Si le télétravail a connu un formidable coup d’accélération grâce ou à cause du premier confinement, qu’il est reconnu que les télétravailleurs sont productifs, on expérimente aujourd’hui les limites d’une telle pratique.
D’après l’étude Harris Interactive, 25 % des actifs estimant pouvoir télétravailler rencontrent pour cela des difficultés. 4 télétravailleurs sur 10 se sentent isolés et 30 % déclarent mal vivre ce travail à distance au quotidien. Ce mode d’organisation continue de se développer mais à 100 %, il provoque une véritable dispersion du personnel, une dilution de l’esprit d’équipe et de la culture d’entreprise. Sans compter que ces méthodes ne conviennent tout simplement pas à tous les salariés.

• [Matériel fourni]:
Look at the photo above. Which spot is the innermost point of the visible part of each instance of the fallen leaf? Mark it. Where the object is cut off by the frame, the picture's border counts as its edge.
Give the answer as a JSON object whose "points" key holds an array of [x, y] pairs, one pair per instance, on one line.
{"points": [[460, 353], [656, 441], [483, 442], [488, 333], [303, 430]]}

• [Consigne]:
Reprenez l’extrait sur le télétravail en commençant à « Si le télétravail » et en terminant à « d’une telle pratique. », et substituez-y « efficaces » à « productifs ».

• [Réponse attendue]:
Si le télétravail a connu un formidable coup d’accélération grâce ou à cause du premier confinement, qu’il est reconnu que les télétravailleurs sont efficaces, on expérimente aujourd’hui les limites d’une telle pratique.